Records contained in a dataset
****************

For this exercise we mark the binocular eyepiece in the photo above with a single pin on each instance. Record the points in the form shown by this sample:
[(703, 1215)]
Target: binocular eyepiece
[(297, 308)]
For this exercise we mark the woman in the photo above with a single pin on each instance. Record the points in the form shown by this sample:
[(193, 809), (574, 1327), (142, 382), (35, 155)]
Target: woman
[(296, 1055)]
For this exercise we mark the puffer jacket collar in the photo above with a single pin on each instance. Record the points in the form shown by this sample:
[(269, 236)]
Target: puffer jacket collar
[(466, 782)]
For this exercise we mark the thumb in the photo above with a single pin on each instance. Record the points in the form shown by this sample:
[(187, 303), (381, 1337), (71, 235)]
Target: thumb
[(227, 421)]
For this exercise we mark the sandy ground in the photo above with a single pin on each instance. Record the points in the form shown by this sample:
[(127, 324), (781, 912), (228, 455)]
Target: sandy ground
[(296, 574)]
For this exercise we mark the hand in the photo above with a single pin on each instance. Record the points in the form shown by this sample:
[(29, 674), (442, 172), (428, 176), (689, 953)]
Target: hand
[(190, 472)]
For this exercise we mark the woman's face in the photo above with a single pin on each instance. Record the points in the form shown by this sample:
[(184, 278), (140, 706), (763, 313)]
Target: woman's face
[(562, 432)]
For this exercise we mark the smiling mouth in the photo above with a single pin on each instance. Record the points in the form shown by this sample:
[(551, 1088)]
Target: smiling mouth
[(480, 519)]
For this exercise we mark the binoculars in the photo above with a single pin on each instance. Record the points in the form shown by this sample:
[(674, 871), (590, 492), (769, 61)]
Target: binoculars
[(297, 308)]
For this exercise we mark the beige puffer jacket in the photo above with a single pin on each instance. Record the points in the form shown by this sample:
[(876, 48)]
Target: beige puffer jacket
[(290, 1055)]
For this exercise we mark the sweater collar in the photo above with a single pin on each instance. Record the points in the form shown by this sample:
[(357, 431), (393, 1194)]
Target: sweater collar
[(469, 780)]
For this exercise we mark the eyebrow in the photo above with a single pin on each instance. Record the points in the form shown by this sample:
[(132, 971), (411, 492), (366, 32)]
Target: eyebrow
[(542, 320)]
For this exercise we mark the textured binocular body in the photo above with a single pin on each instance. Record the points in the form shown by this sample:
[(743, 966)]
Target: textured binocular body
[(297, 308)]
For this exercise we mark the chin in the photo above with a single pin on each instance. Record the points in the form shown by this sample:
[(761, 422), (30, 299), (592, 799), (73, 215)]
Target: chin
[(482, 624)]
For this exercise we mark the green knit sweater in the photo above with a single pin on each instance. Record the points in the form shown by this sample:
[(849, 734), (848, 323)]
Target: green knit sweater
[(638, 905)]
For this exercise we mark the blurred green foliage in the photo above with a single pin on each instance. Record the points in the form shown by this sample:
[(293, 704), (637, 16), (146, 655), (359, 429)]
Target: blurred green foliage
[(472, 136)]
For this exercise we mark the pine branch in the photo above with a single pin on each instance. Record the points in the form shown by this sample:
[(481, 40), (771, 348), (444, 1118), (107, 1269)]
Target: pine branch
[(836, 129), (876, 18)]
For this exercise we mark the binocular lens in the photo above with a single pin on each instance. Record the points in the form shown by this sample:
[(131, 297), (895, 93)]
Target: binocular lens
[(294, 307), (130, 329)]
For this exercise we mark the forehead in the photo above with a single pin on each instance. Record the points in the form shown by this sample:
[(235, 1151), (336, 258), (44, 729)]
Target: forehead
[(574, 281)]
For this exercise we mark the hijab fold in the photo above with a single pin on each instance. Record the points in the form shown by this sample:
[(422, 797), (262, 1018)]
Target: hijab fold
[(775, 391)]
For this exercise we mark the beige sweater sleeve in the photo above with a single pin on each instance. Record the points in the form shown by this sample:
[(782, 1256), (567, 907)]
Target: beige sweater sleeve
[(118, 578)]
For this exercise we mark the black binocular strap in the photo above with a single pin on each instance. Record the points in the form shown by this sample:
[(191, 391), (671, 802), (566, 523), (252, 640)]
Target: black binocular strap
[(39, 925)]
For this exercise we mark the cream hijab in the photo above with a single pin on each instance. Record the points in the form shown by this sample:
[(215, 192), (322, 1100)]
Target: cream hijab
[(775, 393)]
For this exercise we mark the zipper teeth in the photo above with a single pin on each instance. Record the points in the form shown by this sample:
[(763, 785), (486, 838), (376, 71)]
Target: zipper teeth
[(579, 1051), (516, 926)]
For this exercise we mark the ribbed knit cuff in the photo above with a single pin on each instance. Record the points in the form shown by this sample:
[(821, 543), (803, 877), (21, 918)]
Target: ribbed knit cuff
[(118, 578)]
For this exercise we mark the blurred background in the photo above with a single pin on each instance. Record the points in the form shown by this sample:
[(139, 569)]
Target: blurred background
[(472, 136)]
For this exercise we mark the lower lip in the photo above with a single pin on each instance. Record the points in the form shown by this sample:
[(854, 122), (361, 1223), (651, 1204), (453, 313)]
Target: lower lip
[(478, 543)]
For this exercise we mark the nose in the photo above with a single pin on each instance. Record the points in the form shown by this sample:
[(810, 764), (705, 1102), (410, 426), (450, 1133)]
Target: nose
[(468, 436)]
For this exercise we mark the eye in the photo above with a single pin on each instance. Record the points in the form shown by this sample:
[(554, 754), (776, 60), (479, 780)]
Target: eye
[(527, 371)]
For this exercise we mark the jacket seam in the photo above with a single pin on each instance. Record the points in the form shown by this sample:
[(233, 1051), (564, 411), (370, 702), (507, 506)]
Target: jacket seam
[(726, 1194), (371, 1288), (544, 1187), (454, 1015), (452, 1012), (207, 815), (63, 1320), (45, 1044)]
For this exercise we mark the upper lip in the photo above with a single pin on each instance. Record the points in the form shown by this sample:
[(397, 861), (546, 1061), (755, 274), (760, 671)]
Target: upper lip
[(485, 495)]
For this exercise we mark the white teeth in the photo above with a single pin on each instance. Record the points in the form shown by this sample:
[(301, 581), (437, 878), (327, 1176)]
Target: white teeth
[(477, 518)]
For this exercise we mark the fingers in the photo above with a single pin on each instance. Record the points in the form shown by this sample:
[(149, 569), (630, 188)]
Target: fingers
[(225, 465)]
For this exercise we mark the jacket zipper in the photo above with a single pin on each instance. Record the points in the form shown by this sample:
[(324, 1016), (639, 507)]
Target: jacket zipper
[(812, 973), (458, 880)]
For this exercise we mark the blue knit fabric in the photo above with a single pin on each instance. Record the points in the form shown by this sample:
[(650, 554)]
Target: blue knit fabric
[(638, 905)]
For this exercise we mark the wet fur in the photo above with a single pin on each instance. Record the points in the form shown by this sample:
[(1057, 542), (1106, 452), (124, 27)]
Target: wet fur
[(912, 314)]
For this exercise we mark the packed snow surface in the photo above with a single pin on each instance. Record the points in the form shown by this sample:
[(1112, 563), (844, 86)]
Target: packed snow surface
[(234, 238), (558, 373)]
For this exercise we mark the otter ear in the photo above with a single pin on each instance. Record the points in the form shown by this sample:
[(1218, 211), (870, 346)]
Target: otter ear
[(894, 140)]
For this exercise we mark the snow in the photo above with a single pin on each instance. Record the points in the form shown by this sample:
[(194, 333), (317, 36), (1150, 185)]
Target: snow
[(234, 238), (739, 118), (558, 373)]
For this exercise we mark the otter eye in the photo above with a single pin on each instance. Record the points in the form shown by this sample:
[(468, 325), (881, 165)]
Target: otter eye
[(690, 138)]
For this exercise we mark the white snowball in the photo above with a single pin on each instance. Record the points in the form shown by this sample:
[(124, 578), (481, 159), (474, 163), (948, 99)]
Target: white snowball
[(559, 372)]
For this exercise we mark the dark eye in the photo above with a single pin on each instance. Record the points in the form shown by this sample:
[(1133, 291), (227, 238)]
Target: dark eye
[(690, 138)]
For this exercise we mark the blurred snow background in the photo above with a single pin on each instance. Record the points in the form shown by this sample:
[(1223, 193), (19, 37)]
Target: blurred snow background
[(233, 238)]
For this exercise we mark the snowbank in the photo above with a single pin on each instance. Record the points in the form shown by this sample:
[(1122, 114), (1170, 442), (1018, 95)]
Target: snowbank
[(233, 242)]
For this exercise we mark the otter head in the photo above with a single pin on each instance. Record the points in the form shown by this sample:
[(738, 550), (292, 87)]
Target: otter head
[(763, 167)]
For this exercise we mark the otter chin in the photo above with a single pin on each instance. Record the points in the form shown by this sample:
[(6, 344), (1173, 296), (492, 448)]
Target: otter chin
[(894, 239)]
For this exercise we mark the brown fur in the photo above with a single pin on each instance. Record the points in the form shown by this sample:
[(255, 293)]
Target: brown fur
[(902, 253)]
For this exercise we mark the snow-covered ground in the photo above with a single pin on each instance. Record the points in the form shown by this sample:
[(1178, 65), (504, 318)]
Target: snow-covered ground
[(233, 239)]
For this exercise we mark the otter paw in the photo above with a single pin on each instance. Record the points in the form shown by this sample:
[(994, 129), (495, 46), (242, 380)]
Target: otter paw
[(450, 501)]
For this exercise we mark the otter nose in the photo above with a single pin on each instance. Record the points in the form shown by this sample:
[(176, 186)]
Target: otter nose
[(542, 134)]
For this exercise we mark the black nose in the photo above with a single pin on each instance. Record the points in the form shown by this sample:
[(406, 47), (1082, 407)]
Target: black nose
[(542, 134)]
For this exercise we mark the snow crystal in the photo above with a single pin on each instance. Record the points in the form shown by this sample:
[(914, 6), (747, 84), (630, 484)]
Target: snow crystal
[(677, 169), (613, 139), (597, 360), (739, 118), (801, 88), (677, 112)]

****************

• **Short problem**
Rewrite the records above, starting at the beginning and ending at the line containing "[(296, 1055)]", with both ends included. Shift each coordinate given as an answer by adding 148 to it, and leave every other line and number unchanged.

• **Reply to the exercise**
For this exercise we mark the binocular eyepiece in the photo above with a single pin on each instance. Record the points in the form shown by this sample:
[(703, 1215)]
Target: binocular eyepiece
[(445, 456)]
For this exercise we mark the woman in the photo above with a single pin on each instance. Record the points in the form shown by this sample:
[(193, 809), (574, 1327), (142, 382), (35, 155)]
Target: woman
[(444, 1203)]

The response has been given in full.